(Ketentuan Soal): Salin persis bagian teks tentang mie ayam Wonogiri di bawah ini, yang diawali kata-kata yang memuat "Edi Listiyanto (44), pebisnis" dan diakhiri "yang dominan manisnya.".

(Kutipan Pilihan):
Edi Listiyanto (44), pebisnis asal Wonogiri sekaligus lelaki yang mengaku kerap menikmati mie ayam sekitar 4-5 kali dalam sepekan mengaku cita rasa warung-warung di kotanya beragam. Ada yang kuat dengan rasa gurih namun ada juga yang dominan manisnya.
“Kalau secara bumbunya itu beda-beda setiap warung,” ungkapnya.
#1 Tidak ada karakter pakem, resep ditemukan di perantauan
Mie ayam wonogiri kini terkenal seantero Indonesia sebenarnya berangkat dari semangat merantau para warga di Kota Gaplek tersebut. Bahkan, para perantau ini punya julukan sebagai “kaum boro”.
Sejarawan kuliner, Heri Priyatmoko, pernah bercerita bahwa generasi para perantau dari Wonogiri telah banyak ke Jakarta pascakemerdekaan Indonesia. Alasan utamanya lantaran ingin memperbaiki nasib.
“Spirit merantau itu terutama bagi mereka yang tidak punya lahan. Sebab, mata pencaharian utama di desa kan bertani,” ungkapnya kepada Mojok.
Pada masa awal merantau, menurut Heri, banyak pedagang yang tidak langsung membuka usaha. Melainkan bekerja di pengusaha lokal setempat. Salah satunya juga pengusaha keturunan Tionghoa. Dari situlah, para perantau generasi awal belajar meracik mie ayam dan bakso, dua kuliner yang memang akarnya dari budaya Tionghoa.
#2 Karakter bumbu mie ayam menyesuaikan dengan daerah setempat
Saat melawat ke Wonogiri, saya juga sempat mampir ke Solo bertemu Eddy Santoso. Ketua Paguyuban Mie Ayam Tunggal Rasa Wonogiri ini cukup paham soal sejarah kuliner tersebut.
Ada banyak yang bilang bahwa karakter mie wonogiri itu lebih gurih. Namun, praktiknya banyak pedagang dari Wonogiri yang justru memperkuat cita rasa manis. Perihal itu, Eddy punya jawabannya.
“Sebenarnya mie ayam di mana-mana hampir sama. Di Jakarta cenderungnya nggak ada manisnya, tapi lidah orang Solo dan Jogja agak manis, jadi kalau di daerah ini ya dibuat agak manis. Marketing kan mana yang payu (laku) yang ditembus,” papar Eddy.

(Cuplikan dataset):

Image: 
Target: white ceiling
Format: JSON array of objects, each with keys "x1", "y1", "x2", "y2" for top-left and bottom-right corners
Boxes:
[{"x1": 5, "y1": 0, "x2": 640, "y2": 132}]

(Jawaban Tertulis):
Edi Listiyanto (44), pebisnis asal Wonogiri sekaligus lelaki yang mengaku kerap menikmati mie ayam sekitar 4-5 kali dalam sepekan mengaku cita rasa warung-warung di kotanya beragam. Ada yang kuat dengan rasa gurih namun ada juga yang dominan manisnya.